Copy out, word for word, the lines of the records that run from the one containing "Practice step: find the wooden cart" through the one containing "Practice step: find the building", including both of those lines.

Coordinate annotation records
____________
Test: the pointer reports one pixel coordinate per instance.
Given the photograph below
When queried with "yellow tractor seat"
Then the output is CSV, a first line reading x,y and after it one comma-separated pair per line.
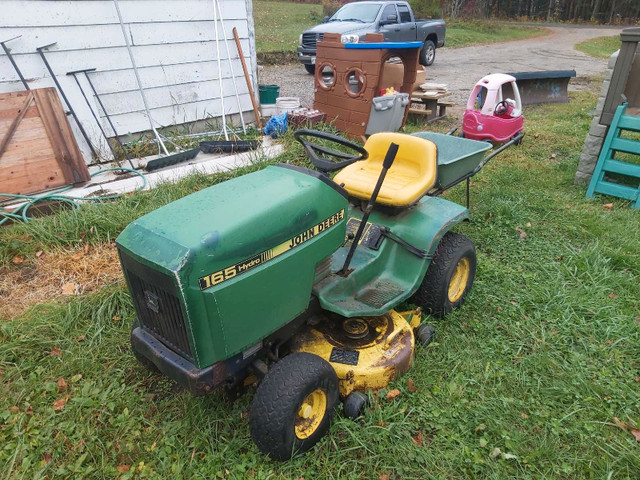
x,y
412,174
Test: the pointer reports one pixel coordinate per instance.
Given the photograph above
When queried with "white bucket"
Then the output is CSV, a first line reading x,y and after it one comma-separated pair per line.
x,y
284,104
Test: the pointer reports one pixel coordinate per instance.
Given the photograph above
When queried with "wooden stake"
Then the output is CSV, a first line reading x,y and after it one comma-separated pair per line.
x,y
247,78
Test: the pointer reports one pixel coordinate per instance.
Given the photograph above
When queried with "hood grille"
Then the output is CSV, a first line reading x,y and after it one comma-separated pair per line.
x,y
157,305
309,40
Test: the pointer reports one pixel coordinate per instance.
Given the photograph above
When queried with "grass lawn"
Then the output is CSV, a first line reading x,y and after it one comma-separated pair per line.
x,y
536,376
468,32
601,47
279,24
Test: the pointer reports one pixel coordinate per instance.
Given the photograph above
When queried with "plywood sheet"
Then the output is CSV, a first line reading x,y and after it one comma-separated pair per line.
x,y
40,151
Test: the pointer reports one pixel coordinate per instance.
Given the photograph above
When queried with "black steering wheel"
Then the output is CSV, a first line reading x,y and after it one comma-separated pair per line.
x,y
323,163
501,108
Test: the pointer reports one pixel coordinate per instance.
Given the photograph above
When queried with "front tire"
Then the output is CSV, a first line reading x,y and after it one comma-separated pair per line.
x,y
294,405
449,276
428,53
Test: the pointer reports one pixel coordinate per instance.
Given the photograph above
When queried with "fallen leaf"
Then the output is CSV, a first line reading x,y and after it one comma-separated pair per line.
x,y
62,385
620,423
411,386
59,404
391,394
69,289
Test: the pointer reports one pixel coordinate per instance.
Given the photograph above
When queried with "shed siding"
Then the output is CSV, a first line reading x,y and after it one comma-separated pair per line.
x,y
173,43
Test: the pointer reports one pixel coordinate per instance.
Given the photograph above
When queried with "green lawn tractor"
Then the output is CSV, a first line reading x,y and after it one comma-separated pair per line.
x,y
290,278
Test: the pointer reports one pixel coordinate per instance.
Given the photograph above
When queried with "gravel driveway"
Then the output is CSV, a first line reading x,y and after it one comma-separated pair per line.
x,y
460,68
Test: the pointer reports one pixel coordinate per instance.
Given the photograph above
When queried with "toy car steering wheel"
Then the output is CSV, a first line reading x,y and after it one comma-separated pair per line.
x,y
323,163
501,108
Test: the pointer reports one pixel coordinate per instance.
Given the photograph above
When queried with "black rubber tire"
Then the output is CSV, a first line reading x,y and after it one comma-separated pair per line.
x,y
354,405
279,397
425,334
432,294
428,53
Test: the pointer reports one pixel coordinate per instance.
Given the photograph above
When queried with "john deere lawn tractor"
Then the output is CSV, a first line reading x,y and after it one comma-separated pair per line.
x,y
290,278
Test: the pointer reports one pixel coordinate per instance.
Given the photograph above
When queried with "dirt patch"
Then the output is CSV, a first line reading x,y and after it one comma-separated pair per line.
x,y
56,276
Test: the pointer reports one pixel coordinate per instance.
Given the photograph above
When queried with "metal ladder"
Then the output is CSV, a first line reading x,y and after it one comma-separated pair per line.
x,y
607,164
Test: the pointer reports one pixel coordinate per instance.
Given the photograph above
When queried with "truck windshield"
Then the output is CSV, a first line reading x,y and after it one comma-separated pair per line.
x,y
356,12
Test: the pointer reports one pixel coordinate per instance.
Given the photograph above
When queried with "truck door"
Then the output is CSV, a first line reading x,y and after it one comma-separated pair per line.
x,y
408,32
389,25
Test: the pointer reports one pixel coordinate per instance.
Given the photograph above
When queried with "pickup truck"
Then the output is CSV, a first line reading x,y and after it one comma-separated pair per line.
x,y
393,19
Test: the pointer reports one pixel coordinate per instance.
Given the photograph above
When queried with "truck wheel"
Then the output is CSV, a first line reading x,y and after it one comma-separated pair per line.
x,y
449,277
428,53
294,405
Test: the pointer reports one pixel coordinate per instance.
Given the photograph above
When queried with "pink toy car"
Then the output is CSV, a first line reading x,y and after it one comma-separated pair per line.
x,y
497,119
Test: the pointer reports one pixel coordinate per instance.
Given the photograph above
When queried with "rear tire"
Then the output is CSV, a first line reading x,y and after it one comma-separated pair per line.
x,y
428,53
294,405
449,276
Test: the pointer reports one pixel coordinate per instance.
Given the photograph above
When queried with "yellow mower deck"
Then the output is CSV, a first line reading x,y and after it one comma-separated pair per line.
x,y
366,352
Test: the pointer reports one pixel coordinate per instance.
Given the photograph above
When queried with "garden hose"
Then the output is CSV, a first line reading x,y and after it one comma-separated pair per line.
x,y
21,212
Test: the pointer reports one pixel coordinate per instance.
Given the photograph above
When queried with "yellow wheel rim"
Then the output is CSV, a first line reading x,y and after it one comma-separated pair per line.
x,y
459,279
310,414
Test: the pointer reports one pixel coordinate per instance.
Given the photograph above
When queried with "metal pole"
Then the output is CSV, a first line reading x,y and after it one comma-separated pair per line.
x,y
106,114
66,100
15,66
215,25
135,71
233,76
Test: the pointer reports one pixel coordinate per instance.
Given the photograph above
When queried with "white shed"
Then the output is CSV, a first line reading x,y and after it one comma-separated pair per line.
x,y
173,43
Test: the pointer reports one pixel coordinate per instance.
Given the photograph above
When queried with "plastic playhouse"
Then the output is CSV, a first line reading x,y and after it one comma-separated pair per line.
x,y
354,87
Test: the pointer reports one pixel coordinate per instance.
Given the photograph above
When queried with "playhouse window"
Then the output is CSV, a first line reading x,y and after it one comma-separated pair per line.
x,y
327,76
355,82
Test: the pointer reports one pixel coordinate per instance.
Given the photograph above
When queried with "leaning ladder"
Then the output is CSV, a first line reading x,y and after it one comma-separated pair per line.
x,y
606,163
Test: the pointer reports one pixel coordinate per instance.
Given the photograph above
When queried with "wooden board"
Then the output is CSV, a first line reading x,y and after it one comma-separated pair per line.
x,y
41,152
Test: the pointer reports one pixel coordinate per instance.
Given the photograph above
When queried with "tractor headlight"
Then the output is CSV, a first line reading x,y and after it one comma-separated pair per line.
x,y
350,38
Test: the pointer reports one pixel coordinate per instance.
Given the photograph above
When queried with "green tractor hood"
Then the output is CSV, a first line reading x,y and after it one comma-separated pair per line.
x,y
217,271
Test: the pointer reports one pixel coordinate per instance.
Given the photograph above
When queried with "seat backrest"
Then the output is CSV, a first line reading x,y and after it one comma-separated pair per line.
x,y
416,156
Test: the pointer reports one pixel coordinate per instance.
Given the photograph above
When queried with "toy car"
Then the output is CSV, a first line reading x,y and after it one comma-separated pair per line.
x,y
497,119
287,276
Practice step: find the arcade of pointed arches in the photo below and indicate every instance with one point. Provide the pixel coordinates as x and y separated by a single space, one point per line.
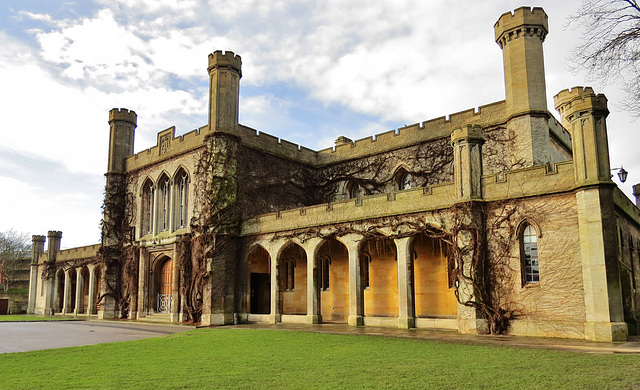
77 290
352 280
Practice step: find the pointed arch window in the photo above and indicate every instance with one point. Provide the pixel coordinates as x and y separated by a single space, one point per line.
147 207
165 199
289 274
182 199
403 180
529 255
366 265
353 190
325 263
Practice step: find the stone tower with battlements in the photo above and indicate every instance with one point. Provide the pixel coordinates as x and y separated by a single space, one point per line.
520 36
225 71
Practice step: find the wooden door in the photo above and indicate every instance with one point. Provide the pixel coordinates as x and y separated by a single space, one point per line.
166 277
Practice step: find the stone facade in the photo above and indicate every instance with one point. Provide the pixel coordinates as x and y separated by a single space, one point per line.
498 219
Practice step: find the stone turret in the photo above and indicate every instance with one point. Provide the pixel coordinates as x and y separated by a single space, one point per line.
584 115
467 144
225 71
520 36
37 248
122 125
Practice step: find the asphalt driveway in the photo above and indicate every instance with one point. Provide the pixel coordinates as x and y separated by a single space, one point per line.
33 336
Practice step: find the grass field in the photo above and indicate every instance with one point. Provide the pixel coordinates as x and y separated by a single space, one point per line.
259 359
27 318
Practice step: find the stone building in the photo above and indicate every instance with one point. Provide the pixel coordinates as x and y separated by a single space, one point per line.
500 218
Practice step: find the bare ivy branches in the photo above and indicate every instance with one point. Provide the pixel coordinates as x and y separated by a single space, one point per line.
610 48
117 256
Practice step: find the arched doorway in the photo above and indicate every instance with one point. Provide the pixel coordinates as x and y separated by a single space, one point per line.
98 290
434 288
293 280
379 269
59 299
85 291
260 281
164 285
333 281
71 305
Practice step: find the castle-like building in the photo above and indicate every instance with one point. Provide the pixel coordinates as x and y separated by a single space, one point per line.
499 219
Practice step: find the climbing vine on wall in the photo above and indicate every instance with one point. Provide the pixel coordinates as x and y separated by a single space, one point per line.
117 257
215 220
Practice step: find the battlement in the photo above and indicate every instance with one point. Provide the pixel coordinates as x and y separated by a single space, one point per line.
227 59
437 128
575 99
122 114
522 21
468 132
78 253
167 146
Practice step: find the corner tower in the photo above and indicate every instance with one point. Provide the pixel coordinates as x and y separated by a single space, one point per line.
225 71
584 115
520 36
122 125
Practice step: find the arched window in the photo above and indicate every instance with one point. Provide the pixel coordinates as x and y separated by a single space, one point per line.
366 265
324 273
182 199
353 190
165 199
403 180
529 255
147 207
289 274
____________
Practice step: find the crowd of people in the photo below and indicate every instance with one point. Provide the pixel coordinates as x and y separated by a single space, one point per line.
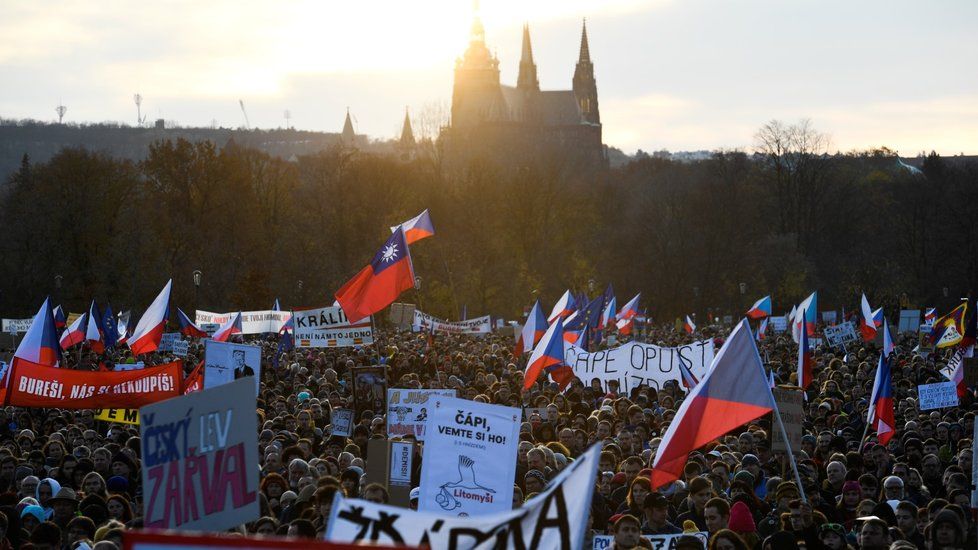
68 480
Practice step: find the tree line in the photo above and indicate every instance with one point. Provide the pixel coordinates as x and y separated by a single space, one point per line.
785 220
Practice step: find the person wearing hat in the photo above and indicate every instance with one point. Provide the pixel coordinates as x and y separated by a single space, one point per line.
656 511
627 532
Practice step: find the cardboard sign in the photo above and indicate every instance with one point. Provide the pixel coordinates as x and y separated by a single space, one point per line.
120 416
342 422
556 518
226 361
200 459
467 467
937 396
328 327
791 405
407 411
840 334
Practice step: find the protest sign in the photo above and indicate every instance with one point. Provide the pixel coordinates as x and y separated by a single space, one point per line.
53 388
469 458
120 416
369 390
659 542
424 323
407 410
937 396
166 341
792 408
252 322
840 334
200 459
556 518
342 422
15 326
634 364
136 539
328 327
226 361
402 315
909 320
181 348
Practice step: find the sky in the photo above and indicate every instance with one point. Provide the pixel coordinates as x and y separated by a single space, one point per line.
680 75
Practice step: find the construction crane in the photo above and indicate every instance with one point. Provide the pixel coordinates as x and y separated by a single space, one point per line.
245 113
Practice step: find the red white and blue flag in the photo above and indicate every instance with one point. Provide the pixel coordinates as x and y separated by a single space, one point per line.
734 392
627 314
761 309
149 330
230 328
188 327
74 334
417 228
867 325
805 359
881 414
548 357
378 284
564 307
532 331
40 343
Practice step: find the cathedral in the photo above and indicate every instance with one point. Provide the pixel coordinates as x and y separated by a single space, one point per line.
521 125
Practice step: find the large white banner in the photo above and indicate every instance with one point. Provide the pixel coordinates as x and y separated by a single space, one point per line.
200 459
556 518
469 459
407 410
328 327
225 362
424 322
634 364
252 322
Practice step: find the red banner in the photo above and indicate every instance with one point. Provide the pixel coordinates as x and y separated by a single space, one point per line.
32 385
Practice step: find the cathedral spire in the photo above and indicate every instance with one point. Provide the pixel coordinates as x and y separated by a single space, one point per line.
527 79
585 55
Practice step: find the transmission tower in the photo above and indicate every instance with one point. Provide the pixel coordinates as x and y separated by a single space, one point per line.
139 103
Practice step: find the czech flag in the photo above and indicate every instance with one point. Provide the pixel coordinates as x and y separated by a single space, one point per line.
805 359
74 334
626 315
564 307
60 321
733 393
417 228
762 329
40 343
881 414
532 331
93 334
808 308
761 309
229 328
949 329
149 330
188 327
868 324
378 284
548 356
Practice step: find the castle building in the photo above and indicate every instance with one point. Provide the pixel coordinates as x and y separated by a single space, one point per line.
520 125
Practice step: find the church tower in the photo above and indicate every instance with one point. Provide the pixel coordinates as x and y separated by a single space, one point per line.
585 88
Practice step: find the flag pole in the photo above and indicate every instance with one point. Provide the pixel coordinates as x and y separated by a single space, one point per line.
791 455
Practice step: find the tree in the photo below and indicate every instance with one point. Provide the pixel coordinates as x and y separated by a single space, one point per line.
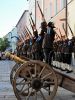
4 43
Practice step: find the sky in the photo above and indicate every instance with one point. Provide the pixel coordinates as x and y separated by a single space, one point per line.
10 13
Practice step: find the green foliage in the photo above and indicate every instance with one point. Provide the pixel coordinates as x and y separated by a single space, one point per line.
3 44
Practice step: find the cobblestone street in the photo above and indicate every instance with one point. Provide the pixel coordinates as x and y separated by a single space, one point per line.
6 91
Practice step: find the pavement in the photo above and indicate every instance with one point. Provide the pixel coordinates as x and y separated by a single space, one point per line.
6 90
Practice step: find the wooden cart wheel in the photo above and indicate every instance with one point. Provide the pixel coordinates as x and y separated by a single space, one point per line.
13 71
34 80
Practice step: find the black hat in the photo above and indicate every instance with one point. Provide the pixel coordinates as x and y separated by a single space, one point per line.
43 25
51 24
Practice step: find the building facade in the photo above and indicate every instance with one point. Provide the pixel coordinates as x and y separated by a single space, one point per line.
____________
Answer to the exercise:
Practice step: find the wooden cart wheel in the photo above and indicate every instance with one point. Provide the pixel coordinates as x and y separated by a single space, one point per line.
13 71
34 80
Practice step: find the black hat in the photo above and indicate every instance with one point. Provide the pixel coordinates as x and y separated by a single space, one point per line.
43 25
51 24
Practice step: find the building facade in the photo above and indicate every instance with one point. Provide the pixel coordinates as x and y separated by a single space, one point per line.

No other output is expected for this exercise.